======== SELECTED EXCERPT
Virginia has about 25,000 full-time-equivalent physicians, according to “Virginia Physician Workforce: 2016” published last year by the Healthcare Workforce Data Center (HWDC).
HWDC found that 57% of physician were accepting new patients at their primary office. Of those who are taking in more patients in their primary offices, 35% can accept no more than 50, while 23% can accept between 50 and 99 new patients. If I understand its presentation correctly (see the chart to the left) HWDC estimated a “new patient capacity” of about 14,000 at both primary and secondary locations. That’s a drop in the bucket compared to the expected influx of 400,000 new Medicaid patients.
The shortage is not likely to improve. Nearly 4,000 doctors, about 17% of the physician workforce, are over 65 years or older. Although many docs plan to work into their 70s, 8% of Virginia’s physicians plan to retire within two years, and 30% expect to do so within 10, estimates the HWDC.
If 8% of physicians retire in the next two years — about 1,000 per year — there are two ways, broadly speaking, to replace them. (1) working physicians can take in more patients, and (2) hospitals can recruit more doctors.
While older physicians are predominantly male, the younger generation of physicians is half female. That’s great for gender equality, but it stretches the profession even thinner because female physicians tend to work fewer hours than males (presumably because, as mothers, many are juggling professional and domestic responsibilities). As male physicians age out and are replaced by females, doctors on average will tend to work fewer hours, meaning they will see fewer patients. For this and other reasons, 2,531 doctors told HWDC they were planning to decrease patient hours compared to 2,183 who said they were planning to increase their hours within the next two years — a net of 348 doctors intending to cut back.
================
Rewrite the passage on Virginia's physician shortage, starting at "If 8% of physicians" and ending at "recruit more doctors.", and substitute "clinics" for "hospitals".
======== EXTRACTED RECORDS
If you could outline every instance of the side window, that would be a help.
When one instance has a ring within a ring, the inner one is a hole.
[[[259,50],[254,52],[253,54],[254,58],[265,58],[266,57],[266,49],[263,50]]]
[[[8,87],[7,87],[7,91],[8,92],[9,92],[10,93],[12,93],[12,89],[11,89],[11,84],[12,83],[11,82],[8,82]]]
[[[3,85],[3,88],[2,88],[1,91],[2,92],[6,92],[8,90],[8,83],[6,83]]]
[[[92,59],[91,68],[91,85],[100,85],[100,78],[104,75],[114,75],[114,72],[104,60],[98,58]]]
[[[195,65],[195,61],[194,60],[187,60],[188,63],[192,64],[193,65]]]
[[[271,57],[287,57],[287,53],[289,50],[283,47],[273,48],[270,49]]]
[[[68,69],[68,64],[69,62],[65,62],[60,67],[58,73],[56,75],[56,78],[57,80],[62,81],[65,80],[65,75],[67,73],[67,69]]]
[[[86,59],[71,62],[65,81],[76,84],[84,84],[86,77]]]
================
→ **WORKED SOLUTION**:
If 8% of physicians retire in the next two years — about 1,000 per year — there are two ways, broadly speaking, to replace them. (1) working physicians can take in more patients, and (2) clinics can recruit more doctors.